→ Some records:

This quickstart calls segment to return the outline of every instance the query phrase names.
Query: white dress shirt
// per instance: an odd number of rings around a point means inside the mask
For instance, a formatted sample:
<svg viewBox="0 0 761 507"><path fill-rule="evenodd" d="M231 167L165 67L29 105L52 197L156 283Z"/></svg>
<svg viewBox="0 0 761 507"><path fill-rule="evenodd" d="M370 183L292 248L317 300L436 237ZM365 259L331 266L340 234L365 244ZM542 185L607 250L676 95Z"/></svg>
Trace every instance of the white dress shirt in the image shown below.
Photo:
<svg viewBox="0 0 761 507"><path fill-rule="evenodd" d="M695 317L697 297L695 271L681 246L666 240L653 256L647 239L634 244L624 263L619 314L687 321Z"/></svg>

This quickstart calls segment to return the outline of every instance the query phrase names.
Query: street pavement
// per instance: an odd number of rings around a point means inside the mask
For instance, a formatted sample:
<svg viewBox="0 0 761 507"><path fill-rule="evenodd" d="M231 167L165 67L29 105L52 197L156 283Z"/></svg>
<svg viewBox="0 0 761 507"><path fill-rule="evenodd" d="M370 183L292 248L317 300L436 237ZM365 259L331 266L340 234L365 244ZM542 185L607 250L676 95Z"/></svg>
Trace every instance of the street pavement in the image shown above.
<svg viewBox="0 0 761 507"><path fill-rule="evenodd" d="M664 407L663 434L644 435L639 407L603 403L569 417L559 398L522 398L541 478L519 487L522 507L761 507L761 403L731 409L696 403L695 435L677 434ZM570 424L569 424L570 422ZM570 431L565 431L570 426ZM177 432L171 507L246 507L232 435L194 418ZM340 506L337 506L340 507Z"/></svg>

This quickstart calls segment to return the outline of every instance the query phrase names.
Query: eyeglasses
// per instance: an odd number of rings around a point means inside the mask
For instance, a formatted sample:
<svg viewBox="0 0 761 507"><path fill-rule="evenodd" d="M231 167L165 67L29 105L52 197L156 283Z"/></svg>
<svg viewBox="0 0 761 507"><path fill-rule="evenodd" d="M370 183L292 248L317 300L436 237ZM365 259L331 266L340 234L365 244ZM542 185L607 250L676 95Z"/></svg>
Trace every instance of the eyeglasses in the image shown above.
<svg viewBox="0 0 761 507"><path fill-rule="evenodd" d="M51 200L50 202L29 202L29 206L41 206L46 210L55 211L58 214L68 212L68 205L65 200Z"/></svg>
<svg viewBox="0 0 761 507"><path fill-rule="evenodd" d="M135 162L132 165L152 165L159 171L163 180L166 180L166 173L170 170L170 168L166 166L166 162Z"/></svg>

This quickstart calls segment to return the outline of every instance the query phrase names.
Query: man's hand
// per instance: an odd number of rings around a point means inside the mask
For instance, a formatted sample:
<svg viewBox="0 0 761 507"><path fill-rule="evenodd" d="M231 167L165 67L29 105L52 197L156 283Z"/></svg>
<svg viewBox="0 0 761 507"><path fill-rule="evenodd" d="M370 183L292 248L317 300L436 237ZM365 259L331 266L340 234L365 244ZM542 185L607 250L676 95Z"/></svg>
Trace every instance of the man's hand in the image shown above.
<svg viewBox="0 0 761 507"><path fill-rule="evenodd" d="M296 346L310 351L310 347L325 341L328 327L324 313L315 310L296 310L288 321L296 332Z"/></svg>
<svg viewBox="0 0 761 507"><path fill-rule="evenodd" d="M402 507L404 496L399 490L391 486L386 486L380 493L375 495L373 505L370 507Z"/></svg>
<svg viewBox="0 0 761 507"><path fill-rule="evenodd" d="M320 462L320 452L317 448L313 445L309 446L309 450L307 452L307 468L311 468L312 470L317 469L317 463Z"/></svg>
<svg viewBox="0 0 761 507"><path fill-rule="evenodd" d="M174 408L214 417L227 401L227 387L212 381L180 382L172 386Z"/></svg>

→ EXERCISE PROMPT: Every record should be given again exactly.

→ FINISHED TASK:
This quickstart calls segment to return the outline of every instance the query phrase names.
Query: white dress shirt
// per instance: an odd number of rings around a point means inside the mask
For instance, a formatted sample:
<svg viewBox="0 0 761 507"><path fill-rule="evenodd" d="M231 167L165 67L29 105L52 197L156 283Z"/></svg>
<svg viewBox="0 0 761 507"><path fill-rule="evenodd" d="M370 183L292 248L317 300L436 237ZM365 259L331 266L340 234L365 244ZM542 185L607 250L676 95Z"/></svg>
Trace every instance of the white dress shirt in the image shown below.
Photo:
<svg viewBox="0 0 761 507"><path fill-rule="evenodd" d="M695 317L697 297L695 271L681 246L666 240L653 256L647 239L634 244L624 263L619 314L687 321Z"/></svg>

This quickstart calls segment to return the outline of every instance the query phrase names.
Query: street pavement
// per instance: an odd number of rings around a point means inside the mask
For instance, a formatted sample:
<svg viewBox="0 0 761 507"><path fill-rule="evenodd" d="M231 167L165 67L29 105L52 197L156 283Z"/></svg>
<svg viewBox="0 0 761 507"><path fill-rule="evenodd" d="M370 183L292 248L317 300L436 237ZM365 259L331 266L340 234L365 244ZM542 185L607 250L676 95Z"/></svg>
Trace every instance of the street pavement in the image shown above.
<svg viewBox="0 0 761 507"><path fill-rule="evenodd" d="M664 407L663 434L644 435L639 407L603 403L569 417L559 398L522 398L541 478L519 487L522 507L761 507L761 403L731 409L696 403L695 435L677 434ZM570 424L569 424L570 422ZM570 431L565 431L570 426ZM177 432L171 507L246 507L232 435L194 418ZM340 506L337 506L340 507Z"/></svg>

This quickstart calls segment to return the outline of every instance the query phrase names.
Query: eyeglasses
// per instance: an odd number of rings around a point means inside the mask
For instance, a formatted sample:
<svg viewBox="0 0 761 507"><path fill-rule="evenodd" d="M231 167L165 67L29 105L52 197L156 283Z"/></svg>
<svg viewBox="0 0 761 507"><path fill-rule="evenodd" d="M370 183L292 248L317 300L436 237ZM365 259L331 266L340 234L365 244ZM542 185L607 250L676 95Z"/></svg>
Trace every instance of the eyeglasses in the image shown above.
<svg viewBox="0 0 761 507"><path fill-rule="evenodd" d="M51 200L50 202L29 202L29 206L41 206L46 210L55 211L58 214L68 212L68 205L65 200Z"/></svg>
<svg viewBox="0 0 761 507"><path fill-rule="evenodd" d="M135 162L132 165L152 165L159 171L163 180L166 180L166 173L170 170L170 168L166 166L166 162Z"/></svg>

This quickstart calls segment to return the outline of every instance the query phrase names.
Query: man's hand
// per instance: an odd number of rings around a point means inside the mask
For instance, a formatted sample:
<svg viewBox="0 0 761 507"><path fill-rule="evenodd" d="M231 167L165 67L29 105L52 197L156 283Z"/></svg>
<svg viewBox="0 0 761 507"><path fill-rule="evenodd" d="M370 183L292 248L317 300L436 237ZM365 259L331 266L340 234L365 244ZM542 185L607 250L676 95Z"/></svg>
Trace every instance of the man's hand in the image shown above.
<svg viewBox="0 0 761 507"><path fill-rule="evenodd" d="M296 346L310 351L310 347L325 341L328 327L324 313L315 310L296 310L288 321L296 332Z"/></svg>
<svg viewBox="0 0 761 507"><path fill-rule="evenodd" d="M402 507L404 496L399 490L391 486L386 486L380 493L375 495L373 505L370 507Z"/></svg>
<svg viewBox="0 0 761 507"><path fill-rule="evenodd" d="M320 462L320 452L317 448L313 445L309 446L309 450L307 452L307 468L311 468L312 470L317 469L317 463Z"/></svg>
<svg viewBox="0 0 761 507"><path fill-rule="evenodd" d="M174 408L214 417L227 401L227 387L212 381L180 382L172 386Z"/></svg>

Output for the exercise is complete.